EXTRACT TO READ
--
The Financial Planning Coalition has found a last-minute angel in Sen. Herbert Kohl, who wants to establish a Federal oversight board for planners. Insurers and state regulators are less enthusiastic about the idea.

The Financial Planning Coalition has found a last-minute angel in Sen. Herbert Kohl, who is proposing language in the Senate’s financial-reform bill that would require anyone professing to be a planner to have to register with an SEC-approved oversight board.

Advocates are skeptical, however, that the Wisconsin Democrat’s Financial Planners Act of 2010 will see the light of day.

“The Kohl proposal is not going anywhere,” said Mercer Bullard, president and founder of Fund Democracy Inc., a consumer group that has been battling to no avail to make a fiduciary standard of care mandatory for anyone who offers financial advice. Insurance agents in particular, he said, carry great weight in every congressional district and are lobbying against the proposal that Mr. Kohl is trying to get inserted into the Senate Banking Committee’s draft of financial-reform legislation.

Under the proposal, anyone affiliated with an investment adviser who advertised himself or herself as a financial planner and offered at least two planning services would have to become a registered financial planner. Those not designating themselves as planners wouldn’t be in the clear, because the draft also says that registration would be required for planners who claimed exclusions because they advertised professional or educational attainments, an allusion widely believed to apply to insurance agents who identify themselves as chartered life underwriters and list other credentials after their names.

Finally, the proposal would give the Securities and Exchange Commission carte blanche to apply the registration requirement to anyone for whom “such an identification is necessary and appropriate in the public interest and for the protection of investors or other consumers of financial planning services.”

The oversight board, whose members couldn’t be financial planners or be affiliated with investment advisers, broker-dealers, banks, insurers or futures commission merchants, would establish ethical standards that would “require each registered financial planner to adhere to a fiduciary standard” as interpreted through the Investment Advisers Act of 1940, according to an executive summary of Mr. Kohl’s proposal.

POWER TO IMPOSE FINES

The board also would be able to impose enforcement sanctions that could range from censure and penalties of up to $100,000 per violation of its rules to permanent revocation of registration, and fines of up to $750,000 per violation for “intentional, knowing or reckless conduct,” or “repeated instances of negligent conduct.”

“Financial planners provide advice on a wide range of issues, including homeownership, saving for college and selecting appropriate investment products,” Mr. Kohl wrote in a Feb. 22 letter to Senate Banking Committee Chairman Christopher Dodd (D-Conn.) that urged him to include registration and licensing requirements in a broader financial-reform bill. “Because this advice will have a lasting impact on the financial health of a consumer, it is important the service provider meets certain standards.”
--
DATA LISTING
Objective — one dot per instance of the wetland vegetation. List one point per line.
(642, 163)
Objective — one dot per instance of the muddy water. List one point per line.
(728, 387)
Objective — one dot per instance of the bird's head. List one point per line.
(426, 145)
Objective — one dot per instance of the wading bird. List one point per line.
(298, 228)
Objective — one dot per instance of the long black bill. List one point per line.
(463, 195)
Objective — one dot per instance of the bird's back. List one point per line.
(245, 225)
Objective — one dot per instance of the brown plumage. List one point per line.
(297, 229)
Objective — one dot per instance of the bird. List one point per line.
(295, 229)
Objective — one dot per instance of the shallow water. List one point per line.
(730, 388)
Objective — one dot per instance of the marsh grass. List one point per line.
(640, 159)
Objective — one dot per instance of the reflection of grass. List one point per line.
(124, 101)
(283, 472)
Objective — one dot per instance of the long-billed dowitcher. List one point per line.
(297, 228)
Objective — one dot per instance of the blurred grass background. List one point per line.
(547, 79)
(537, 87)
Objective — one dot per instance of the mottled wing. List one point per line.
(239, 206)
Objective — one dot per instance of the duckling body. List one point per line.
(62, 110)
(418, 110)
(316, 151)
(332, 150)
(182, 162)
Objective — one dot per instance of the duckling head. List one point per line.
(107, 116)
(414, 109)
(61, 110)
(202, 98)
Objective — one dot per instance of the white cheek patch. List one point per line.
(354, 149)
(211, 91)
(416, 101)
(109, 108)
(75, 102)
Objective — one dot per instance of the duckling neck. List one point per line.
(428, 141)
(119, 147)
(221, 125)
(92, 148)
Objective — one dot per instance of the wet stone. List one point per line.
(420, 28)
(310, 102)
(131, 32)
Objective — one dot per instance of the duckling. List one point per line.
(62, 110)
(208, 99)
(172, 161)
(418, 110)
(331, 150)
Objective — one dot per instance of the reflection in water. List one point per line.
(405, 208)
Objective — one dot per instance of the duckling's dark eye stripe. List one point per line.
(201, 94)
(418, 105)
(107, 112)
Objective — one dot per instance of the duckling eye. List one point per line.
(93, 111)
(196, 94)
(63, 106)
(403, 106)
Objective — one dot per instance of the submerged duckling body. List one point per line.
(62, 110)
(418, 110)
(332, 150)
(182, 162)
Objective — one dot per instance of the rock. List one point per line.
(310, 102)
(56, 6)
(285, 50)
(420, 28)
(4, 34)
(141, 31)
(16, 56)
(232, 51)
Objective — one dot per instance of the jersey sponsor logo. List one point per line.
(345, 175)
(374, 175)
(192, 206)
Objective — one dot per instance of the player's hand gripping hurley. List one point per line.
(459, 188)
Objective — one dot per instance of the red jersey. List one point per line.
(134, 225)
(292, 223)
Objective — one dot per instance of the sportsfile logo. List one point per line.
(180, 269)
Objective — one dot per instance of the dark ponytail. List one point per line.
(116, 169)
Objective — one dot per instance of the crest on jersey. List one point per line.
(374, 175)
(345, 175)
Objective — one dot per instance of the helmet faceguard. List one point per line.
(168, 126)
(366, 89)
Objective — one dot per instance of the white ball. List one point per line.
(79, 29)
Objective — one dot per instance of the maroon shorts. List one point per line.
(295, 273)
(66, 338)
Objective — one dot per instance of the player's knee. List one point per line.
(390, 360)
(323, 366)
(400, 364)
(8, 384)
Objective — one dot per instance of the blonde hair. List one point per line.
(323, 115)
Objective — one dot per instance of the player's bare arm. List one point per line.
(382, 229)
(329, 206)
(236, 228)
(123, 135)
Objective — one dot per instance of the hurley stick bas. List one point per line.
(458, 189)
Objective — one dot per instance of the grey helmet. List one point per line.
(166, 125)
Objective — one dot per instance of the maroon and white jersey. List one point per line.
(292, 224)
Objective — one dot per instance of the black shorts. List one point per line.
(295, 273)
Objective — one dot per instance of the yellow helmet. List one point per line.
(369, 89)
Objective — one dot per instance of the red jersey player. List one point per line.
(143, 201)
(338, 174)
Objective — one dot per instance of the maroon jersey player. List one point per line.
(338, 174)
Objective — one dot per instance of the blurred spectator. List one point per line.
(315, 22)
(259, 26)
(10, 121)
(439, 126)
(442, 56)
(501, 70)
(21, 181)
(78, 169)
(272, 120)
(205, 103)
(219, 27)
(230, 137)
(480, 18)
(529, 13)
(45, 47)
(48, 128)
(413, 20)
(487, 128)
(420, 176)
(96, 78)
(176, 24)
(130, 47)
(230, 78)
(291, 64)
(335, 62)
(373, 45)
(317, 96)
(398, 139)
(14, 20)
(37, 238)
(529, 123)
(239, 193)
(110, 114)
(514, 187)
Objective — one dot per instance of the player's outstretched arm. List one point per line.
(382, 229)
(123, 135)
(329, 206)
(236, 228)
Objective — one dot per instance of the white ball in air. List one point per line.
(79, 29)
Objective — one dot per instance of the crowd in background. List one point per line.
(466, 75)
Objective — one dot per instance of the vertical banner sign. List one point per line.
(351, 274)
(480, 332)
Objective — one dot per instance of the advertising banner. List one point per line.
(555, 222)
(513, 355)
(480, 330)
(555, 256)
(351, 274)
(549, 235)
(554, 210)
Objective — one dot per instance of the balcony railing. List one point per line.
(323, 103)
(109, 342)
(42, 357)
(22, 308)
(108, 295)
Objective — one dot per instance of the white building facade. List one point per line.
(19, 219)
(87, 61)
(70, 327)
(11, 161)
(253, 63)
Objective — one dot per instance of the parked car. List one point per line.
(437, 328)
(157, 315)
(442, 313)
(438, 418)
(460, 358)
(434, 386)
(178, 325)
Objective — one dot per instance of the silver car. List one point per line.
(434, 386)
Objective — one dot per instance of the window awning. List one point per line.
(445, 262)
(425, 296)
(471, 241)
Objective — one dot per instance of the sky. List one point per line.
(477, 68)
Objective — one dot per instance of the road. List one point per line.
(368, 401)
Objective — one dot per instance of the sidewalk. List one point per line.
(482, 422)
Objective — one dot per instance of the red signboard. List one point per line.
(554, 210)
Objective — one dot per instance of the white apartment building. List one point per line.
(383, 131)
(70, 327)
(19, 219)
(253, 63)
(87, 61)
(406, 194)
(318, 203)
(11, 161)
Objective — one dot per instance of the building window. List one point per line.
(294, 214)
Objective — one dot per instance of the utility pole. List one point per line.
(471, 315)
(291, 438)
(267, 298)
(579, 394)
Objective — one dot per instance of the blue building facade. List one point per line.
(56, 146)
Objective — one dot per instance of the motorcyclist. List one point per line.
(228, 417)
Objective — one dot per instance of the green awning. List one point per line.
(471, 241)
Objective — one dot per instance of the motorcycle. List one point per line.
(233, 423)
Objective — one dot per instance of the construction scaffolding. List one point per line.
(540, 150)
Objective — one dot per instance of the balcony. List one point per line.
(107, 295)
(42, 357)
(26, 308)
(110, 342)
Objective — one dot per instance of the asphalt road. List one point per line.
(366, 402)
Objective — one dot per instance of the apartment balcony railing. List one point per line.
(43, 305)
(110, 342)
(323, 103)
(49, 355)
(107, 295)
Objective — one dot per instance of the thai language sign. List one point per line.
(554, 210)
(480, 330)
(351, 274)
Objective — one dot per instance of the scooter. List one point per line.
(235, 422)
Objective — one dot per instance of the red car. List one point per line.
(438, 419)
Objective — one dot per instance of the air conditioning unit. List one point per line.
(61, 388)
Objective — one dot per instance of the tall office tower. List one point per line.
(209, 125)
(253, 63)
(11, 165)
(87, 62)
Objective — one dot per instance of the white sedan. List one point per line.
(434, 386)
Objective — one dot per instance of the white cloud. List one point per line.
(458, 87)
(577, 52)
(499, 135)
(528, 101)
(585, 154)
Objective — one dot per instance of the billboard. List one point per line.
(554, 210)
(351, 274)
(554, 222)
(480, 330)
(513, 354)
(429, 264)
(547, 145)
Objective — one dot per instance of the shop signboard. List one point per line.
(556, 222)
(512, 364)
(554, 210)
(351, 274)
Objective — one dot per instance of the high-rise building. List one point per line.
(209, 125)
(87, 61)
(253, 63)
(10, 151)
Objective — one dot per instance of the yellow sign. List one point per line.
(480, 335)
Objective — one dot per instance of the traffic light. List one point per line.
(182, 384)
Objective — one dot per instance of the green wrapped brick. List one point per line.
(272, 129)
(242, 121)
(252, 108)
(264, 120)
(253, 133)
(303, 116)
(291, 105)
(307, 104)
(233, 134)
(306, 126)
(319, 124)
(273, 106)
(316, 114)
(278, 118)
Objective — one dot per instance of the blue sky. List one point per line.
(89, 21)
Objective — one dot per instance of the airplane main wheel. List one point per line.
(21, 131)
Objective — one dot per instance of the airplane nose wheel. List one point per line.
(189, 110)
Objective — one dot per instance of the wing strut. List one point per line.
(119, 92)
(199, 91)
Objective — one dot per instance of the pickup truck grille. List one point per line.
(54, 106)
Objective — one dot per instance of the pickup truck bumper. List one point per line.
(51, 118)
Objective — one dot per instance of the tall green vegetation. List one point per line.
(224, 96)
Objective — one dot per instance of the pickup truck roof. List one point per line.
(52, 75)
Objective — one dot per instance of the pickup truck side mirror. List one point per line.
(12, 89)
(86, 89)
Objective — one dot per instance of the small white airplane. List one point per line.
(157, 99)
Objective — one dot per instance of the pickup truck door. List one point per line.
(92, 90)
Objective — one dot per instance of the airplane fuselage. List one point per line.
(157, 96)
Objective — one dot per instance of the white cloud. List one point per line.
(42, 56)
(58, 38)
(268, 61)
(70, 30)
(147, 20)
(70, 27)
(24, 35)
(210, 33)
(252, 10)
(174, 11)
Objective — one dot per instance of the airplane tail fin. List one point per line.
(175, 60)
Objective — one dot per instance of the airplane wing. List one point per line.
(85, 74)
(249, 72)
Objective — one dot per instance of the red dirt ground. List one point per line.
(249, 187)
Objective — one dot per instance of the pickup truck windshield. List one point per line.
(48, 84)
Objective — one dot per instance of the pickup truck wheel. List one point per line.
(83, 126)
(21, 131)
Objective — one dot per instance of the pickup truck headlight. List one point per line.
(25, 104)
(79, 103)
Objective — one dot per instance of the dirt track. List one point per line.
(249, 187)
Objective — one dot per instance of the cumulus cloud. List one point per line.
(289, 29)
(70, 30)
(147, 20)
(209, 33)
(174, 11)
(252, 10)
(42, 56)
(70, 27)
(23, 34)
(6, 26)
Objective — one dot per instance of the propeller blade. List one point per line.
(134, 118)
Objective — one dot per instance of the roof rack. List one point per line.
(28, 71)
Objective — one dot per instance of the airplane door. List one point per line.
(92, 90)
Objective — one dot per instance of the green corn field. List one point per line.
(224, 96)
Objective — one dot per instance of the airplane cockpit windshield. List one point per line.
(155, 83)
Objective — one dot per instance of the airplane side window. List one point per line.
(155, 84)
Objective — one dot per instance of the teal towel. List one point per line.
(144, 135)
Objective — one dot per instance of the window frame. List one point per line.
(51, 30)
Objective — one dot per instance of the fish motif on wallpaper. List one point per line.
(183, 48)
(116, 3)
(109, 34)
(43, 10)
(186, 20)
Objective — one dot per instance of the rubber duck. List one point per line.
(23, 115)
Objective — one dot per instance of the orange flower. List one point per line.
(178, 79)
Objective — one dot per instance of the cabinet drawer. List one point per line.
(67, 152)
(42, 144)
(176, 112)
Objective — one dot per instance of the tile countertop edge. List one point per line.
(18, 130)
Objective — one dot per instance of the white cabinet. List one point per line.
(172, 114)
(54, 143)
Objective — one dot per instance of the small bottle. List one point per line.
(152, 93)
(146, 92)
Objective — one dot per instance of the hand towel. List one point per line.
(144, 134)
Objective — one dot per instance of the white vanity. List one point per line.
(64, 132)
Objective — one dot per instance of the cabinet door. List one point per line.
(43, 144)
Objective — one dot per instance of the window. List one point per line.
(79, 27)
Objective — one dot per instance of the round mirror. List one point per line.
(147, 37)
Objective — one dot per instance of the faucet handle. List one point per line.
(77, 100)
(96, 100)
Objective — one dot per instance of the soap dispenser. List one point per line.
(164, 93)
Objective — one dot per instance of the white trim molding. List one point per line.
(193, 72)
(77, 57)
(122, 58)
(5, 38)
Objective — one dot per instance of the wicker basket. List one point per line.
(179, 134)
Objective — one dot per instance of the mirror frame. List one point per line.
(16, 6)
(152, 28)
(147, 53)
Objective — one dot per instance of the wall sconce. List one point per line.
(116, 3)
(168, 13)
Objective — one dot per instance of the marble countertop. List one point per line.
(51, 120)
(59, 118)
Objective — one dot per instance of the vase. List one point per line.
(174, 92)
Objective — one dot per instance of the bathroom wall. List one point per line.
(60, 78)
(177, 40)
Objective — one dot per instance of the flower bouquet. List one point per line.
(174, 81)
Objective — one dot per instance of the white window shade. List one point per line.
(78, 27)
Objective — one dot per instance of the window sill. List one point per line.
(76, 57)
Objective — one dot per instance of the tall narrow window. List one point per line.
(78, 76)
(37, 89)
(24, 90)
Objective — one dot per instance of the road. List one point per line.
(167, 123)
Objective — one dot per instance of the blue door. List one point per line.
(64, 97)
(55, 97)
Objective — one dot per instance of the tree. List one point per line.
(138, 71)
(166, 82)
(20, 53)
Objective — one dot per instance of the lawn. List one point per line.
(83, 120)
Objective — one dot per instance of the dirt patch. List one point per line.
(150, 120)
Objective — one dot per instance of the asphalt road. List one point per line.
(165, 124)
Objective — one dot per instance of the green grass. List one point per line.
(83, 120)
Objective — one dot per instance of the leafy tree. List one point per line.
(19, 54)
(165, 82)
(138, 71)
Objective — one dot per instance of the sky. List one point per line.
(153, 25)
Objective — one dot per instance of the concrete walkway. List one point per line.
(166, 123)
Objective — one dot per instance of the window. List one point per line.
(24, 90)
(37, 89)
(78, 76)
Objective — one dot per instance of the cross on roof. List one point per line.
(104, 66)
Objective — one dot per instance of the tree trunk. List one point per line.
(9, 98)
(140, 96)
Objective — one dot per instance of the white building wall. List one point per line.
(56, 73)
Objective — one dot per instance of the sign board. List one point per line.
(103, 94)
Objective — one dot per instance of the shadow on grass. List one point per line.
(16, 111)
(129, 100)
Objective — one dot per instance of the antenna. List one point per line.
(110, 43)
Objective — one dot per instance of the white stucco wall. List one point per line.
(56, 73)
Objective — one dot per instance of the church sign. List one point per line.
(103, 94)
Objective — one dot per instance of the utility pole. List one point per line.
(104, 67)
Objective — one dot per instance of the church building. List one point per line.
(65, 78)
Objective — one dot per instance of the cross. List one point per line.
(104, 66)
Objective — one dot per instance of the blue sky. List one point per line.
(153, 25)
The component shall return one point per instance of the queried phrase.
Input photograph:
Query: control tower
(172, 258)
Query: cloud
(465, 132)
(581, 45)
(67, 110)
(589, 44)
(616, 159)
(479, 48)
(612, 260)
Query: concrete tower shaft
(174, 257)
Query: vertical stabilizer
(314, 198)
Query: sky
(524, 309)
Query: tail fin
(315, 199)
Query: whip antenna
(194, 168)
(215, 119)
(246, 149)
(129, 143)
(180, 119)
--
THE TASKS
1 - In the article on Senator Kohl's financial-planner proposal, what is the highest fine per violation that the board could impose for "intentional, knowing or reckless conduct"?
2 - Resume the article on Senator Kohl's financial-planner proposal, beginning after its last sentence.

RESULTS IN ORDER
1 - Up to $750,000 per violation.

2 -
Mr. Dodd — who says he has been focusing on large issues such as ending the too-big-to-fail problem, providing transparency for derivatives and creating a consumer financial protection agency — last week said that he has given up on efforts to create bipartisan legislation and will present his bill this week.

Analysts said that he continues to seek compromises on core issues to win support from at least one Republican on the committee, which will help him shepherd a filibuster-proof bill through the full Senate.

The Kohl proposal, according to many observers, is unlikely to be a linchpin issue for the pressed leader to focus on.

“We are dealing with a lot of members who have a lot of ideas,” Mr. Dodd said at a press conference last Thursday. “We’re not going to deal with every issue in the financial services sector.”

Although coalition members — the Certified Financial Planner Board of Standards Inc., the Financial Planning Association and the National Association of Personal Financial Advisors — back the Kohl proposal, its sweeping definition of financial planning is being opposed not only by insurance agents who sell variable annuities and other products but by state regulators and other financial advisory groups.

The American Council of Life Insurers “is very concerned about Sen. Kohl’s new draft regarding financial planners,” Jack Dolan, a spokesman for the trade group, wrote in an e-mail. “It would create more confusion about the delivery of financial advice and products without providing consumers any new benefit … It creates another financial planner classification to coexist with federal and state regulatory structures.”

The proposal is “harmful and unnecessary,” according to Tom Currey, president of the National Association of Insurance and Financial Advisors.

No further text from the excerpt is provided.